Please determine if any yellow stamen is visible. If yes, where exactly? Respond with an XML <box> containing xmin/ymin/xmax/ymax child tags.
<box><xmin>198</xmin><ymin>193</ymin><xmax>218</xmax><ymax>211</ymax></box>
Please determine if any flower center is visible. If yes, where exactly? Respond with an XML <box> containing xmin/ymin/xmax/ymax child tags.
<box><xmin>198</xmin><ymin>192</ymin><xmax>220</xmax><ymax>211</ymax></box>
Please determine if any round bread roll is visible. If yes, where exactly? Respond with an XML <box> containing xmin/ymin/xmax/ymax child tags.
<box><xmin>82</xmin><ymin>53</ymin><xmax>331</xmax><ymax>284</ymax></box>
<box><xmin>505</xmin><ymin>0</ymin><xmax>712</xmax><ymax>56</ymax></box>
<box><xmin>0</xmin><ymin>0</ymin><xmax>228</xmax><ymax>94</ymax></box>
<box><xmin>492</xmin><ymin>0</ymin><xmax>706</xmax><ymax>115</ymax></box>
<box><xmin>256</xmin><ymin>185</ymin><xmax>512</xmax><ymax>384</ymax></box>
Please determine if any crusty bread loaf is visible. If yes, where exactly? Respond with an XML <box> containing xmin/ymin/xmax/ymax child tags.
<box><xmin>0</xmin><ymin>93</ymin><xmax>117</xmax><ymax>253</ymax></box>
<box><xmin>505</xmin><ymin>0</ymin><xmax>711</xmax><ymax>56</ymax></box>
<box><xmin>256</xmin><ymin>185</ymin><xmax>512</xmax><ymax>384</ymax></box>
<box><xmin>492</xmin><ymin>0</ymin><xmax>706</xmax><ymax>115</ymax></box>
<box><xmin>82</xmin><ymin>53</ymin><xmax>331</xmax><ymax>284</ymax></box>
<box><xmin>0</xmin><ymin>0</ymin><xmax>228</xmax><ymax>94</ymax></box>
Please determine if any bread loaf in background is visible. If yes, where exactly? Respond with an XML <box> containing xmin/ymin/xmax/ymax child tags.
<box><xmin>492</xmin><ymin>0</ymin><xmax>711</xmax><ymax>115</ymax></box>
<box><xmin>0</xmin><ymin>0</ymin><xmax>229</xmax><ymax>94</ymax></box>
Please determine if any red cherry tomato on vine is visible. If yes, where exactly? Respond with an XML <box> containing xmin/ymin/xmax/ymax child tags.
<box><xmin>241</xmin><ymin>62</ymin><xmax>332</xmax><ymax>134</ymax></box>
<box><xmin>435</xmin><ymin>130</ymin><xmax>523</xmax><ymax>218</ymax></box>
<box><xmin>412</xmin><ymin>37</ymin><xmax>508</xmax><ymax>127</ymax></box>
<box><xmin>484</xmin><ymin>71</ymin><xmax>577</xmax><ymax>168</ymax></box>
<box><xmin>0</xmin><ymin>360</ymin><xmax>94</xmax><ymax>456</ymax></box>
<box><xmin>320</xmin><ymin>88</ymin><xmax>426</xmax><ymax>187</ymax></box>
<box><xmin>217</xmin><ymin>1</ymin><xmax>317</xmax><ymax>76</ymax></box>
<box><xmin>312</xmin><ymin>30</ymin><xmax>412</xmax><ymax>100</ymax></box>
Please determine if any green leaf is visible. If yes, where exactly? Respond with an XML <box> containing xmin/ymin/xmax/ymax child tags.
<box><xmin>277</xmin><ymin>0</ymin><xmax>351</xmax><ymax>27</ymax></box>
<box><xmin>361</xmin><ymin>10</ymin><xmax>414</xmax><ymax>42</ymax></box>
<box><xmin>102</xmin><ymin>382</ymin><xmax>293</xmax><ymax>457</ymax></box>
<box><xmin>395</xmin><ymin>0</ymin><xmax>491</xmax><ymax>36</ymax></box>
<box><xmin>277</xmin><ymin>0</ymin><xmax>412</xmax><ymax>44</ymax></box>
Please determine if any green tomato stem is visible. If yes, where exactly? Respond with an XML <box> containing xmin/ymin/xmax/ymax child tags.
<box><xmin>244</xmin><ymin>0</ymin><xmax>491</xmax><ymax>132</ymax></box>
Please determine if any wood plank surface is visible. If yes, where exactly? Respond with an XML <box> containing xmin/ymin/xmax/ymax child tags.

- PROBLEM DESCRIPTION: The entries above must be transcribed word for word.

- WRITTEN ANSWER:
Please determine if any yellow stamen is visible. If yes, where exactly? Respond with an XML <box> containing xmin/ymin/xmax/ymax child tags.
<box><xmin>198</xmin><ymin>193</ymin><xmax>218</xmax><ymax>211</ymax></box>
Please determine if any flower center is visible. If yes, where exactly? Respond with an XML <box> containing xmin/ymin/xmax/ymax child tags.
<box><xmin>198</xmin><ymin>192</ymin><xmax>220</xmax><ymax>211</ymax></box>
Please determine if any round bread roll is visible. If yes, where exactly? Respond with an XML <box> containing xmin/ymin/xmax/ymax child tags.
<box><xmin>82</xmin><ymin>53</ymin><xmax>331</xmax><ymax>284</ymax></box>
<box><xmin>505</xmin><ymin>0</ymin><xmax>712</xmax><ymax>56</ymax></box>
<box><xmin>0</xmin><ymin>0</ymin><xmax>228</xmax><ymax>94</ymax></box>
<box><xmin>492</xmin><ymin>0</ymin><xmax>706</xmax><ymax>115</ymax></box>
<box><xmin>256</xmin><ymin>185</ymin><xmax>512</xmax><ymax>384</ymax></box>
Please determine if any crusty bread loaf is visible. If yes, where exactly? Respond with an XML <box> containing xmin/ymin/xmax/ymax child tags.
<box><xmin>0</xmin><ymin>93</ymin><xmax>117</xmax><ymax>253</ymax></box>
<box><xmin>505</xmin><ymin>0</ymin><xmax>711</xmax><ymax>56</ymax></box>
<box><xmin>256</xmin><ymin>185</ymin><xmax>512</xmax><ymax>384</ymax></box>
<box><xmin>492</xmin><ymin>0</ymin><xmax>706</xmax><ymax>115</ymax></box>
<box><xmin>82</xmin><ymin>53</ymin><xmax>331</xmax><ymax>284</ymax></box>
<box><xmin>0</xmin><ymin>0</ymin><xmax>228</xmax><ymax>94</ymax></box>
Please determine if any bread loaf in background is visible. If yes, where exactly? Respond with an XML <box> containing xmin/ymin/xmax/ymax child tags.
<box><xmin>492</xmin><ymin>0</ymin><xmax>711</xmax><ymax>115</ymax></box>
<box><xmin>0</xmin><ymin>0</ymin><xmax>229</xmax><ymax>94</ymax></box>
Please determine if any red cherry tomato on vine is visible. If yes, where exactly? Respond with an XML <box> containing xmin/ymin/xmax/ymax child tags.
<box><xmin>241</xmin><ymin>62</ymin><xmax>332</xmax><ymax>134</ymax></box>
<box><xmin>435</xmin><ymin>130</ymin><xmax>523</xmax><ymax>218</ymax></box>
<box><xmin>412</xmin><ymin>37</ymin><xmax>508</xmax><ymax>127</ymax></box>
<box><xmin>484</xmin><ymin>71</ymin><xmax>577</xmax><ymax>168</ymax></box>
<box><xmin>0</xmin><ymin>360</ymin><xmax>94</xmax><ymax>456</ymax></box>
<box><xmin>320</xmin><ymin>88</ymin><xmax>426</xmax><ymax>187</ymax></box>
<box><xmin>217</xmin><ymin>1</ymin><xmax>317</xmax><ymax>76</ymax></box>
<box><xmin>312</xmin><ymin>30</ymin><xmax>412</xmax><ymax>100</ymax></box>
Please determine if any green leaf is visible. If yes, where exactly? Respond with an XML <box> containing xmin/ymin/xmax/ymax child tags.
<box><xmin>277</xmin><ymin>0</ymin><xmax>351</xmax><ymax>27</ymax></box>
<box><xmin>361</xmin><ymin>10</ymin><xmax>414</xmax><ymax>42</ymax></box>
<box><xmin>102</xmin><ymin>382</ymin><xmax>293</xmax><ymax>457</ymax></box>
<box><xmin>395</xmin><ymin>0</ymin><xmax>491</xmax><ymax>36</ymax></box>
<box><xmin>277</xmin><ymin>0</ymin><xmax>412</xmax><ymax>44</ymax></box>
Please determine if any green tomato stem is visible. If yes, where exactly? Respond with an XML <box> containing xmin/ymin/xmax/ymax child tags.
<box><xmin>244</xmin><ymin>0</ymin><xmax>491</xmax><ymax>132</ymax></box>
Please determine if any wood plank surface is visible. If yes, where exactly? Respond with an XML <box> containing xmin/ymin/xmax/ymax child tags.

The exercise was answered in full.